[Excerpts from a point-labeling dataset]
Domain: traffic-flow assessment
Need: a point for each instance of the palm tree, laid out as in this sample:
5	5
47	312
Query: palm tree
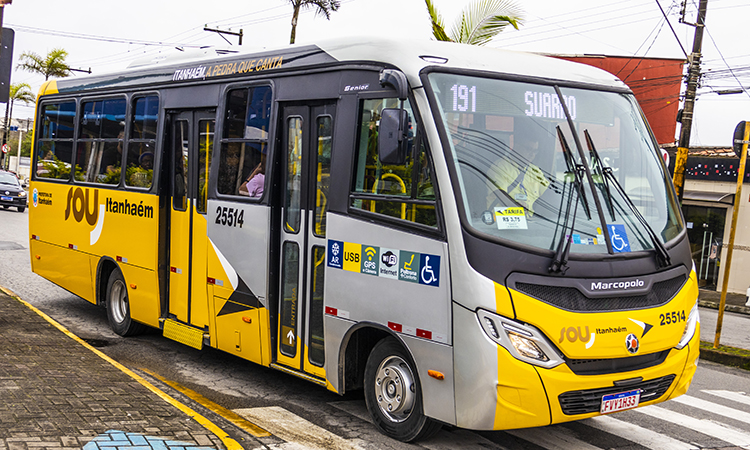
22	93
53	65
322	7
479	22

* GOAL:
Rewrite all the records with "palm tree" substituted by "lamp post" and everything else unchanged, leaving out the pictures.

* ANSWER TO THE EXERCISE:
Domain: traffic-flow assessment
Need: a point for each instance of the lamp post, laid out as in this sample:
5	5
47	312
Query: lamp post
22	93
53	65
322	7
479	22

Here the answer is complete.